■ **PROMPT**
Render everything from the line containing "the form (26,9);" down to the end of the items as a JSON list of strings, with one string per line and blank lines left out.

(Pointing records)

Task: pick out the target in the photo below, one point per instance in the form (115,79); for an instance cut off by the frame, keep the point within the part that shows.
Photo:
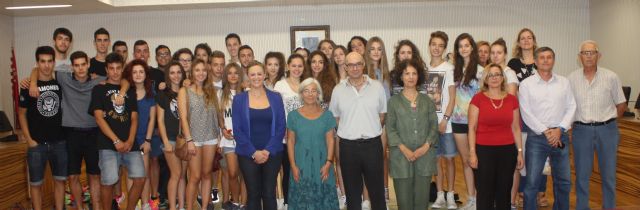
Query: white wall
(6,42)
(615,25)
(559,24)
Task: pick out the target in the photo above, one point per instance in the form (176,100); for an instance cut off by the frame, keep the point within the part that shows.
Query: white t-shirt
(228,124)
(445,69)
(290,98)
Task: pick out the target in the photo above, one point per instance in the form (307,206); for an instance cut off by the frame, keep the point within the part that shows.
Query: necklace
(497,106)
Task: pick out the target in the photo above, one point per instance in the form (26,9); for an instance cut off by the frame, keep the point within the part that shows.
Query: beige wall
(615,25)
(559,24)
(6,42)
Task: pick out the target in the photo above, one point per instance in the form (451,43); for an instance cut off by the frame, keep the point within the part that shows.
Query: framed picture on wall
(308,36)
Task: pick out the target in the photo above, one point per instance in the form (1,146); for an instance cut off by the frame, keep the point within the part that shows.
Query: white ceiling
(108,6)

■ **TASK ANSWER**
[
  "Task: pick out the target in the photo above, one point per instance in the form (26,9); for an instance cut off by the frame, keep the point within the part that shows.",
  "Query: beige wall",
  "(615,25)",
  "(559,24)",
  "(6,42)",
  "Task: pick out the target in the photo above, one point per instance in the form (451,43); for an instance cut off by the frame, keep the point within the part that shows.",
  "Query: framed picture on wall",
  "(308,36)",
  "Task: pick out the target in the photo above, one point per instance in the form (1,146); for an instance cut off by the frame, keep the point within the part that shows.",
  "Query: white ceiling",
  "(108,6)"
]